_Instructions to follow_
Where "segment" appears in a line of the entries below, that line should be copied.

BEGIN

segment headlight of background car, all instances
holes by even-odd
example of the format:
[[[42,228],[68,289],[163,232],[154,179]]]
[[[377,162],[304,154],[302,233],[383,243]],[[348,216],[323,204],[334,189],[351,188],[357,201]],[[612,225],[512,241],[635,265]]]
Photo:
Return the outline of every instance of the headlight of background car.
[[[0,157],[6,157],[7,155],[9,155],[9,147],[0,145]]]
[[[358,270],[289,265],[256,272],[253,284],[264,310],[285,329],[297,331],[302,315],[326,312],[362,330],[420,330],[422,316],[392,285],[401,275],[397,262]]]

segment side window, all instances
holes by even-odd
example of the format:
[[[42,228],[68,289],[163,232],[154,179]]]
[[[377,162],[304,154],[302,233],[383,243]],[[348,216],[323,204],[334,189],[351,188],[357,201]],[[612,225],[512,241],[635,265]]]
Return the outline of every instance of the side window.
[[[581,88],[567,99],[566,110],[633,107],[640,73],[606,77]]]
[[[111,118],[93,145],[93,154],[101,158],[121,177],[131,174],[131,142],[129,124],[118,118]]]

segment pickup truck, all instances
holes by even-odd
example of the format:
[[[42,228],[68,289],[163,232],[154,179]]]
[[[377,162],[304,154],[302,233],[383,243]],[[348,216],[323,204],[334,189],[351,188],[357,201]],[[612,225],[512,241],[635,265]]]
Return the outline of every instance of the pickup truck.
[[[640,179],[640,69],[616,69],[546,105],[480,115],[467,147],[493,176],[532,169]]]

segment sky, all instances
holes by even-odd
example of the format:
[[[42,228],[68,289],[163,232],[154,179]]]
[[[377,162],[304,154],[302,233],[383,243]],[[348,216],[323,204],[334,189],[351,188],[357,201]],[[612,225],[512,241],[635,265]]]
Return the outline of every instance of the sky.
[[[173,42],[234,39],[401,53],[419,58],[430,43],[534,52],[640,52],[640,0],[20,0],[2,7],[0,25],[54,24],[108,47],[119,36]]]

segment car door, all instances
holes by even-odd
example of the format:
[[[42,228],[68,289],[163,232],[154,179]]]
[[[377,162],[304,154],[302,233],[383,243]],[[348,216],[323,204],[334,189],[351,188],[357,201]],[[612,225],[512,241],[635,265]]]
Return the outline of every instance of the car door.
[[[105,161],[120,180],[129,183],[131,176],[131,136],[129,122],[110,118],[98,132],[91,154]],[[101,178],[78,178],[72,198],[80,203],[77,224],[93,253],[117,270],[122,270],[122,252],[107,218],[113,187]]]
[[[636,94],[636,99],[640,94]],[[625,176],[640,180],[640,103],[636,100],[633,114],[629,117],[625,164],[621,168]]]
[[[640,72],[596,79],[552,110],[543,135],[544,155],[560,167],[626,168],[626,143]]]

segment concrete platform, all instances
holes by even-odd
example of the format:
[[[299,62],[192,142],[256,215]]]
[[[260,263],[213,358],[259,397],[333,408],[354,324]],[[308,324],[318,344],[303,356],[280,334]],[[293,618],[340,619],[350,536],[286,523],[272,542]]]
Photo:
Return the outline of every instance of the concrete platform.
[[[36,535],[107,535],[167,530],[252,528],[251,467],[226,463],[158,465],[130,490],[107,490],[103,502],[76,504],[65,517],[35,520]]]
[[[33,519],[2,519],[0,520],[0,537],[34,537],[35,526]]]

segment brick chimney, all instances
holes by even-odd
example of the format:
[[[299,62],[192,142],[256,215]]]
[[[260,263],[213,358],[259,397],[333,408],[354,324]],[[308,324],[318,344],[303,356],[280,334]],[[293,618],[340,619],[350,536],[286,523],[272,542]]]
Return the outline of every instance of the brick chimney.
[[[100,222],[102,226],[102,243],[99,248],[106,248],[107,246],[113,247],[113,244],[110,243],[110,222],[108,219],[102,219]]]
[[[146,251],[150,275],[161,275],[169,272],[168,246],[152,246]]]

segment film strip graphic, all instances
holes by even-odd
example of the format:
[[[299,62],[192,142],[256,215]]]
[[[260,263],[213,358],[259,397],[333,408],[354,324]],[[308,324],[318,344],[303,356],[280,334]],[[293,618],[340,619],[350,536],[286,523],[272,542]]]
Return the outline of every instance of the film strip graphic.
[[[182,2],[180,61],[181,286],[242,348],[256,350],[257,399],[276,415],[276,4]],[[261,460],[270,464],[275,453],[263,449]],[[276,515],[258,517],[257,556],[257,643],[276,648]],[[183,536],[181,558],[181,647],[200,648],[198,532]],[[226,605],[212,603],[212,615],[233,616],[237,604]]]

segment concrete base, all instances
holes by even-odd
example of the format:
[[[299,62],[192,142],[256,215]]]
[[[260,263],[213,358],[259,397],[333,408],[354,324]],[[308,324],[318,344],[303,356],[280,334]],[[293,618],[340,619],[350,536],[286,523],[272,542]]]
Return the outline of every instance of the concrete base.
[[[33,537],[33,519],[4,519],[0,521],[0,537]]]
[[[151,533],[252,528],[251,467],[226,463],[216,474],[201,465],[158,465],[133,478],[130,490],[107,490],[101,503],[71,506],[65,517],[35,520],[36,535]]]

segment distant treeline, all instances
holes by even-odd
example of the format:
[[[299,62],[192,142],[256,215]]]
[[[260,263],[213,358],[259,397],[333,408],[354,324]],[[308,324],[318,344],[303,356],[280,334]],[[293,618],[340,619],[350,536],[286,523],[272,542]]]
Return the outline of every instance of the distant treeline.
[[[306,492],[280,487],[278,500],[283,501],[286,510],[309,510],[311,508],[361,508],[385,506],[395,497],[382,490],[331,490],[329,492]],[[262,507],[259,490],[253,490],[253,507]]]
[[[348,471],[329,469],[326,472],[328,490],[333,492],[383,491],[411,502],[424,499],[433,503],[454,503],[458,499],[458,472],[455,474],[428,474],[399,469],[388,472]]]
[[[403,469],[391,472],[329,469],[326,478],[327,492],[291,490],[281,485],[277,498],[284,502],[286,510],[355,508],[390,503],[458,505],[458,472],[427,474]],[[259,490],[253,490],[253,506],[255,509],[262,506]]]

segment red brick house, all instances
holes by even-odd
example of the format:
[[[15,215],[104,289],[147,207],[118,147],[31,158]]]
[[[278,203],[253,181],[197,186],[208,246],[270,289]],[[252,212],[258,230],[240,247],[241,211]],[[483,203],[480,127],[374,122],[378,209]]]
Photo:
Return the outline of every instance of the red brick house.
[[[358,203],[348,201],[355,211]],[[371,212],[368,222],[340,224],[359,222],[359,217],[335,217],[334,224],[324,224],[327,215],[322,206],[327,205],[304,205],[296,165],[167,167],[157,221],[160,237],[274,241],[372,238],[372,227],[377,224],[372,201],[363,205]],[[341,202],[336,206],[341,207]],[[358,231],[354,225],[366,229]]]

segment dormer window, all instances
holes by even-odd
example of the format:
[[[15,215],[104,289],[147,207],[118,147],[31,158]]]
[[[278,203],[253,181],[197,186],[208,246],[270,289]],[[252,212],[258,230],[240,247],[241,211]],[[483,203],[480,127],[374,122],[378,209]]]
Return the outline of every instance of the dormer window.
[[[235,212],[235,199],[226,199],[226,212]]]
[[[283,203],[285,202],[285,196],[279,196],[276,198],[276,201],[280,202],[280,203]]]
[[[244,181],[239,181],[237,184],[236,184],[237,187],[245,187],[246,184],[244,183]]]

END

_Answer section_
segment headlight of background car, all instances
segment side window, all instances
segment pickup truck, all instances
segment sky, all instances
segment car door, all instances
segment concrete platform, all instances
segment brick chimney, all instances
segment film strip graphic, all instances
segment concrete base, all instances
segment distant treeline, all instances
segment red brick house, all instances
segment dormer window, all instances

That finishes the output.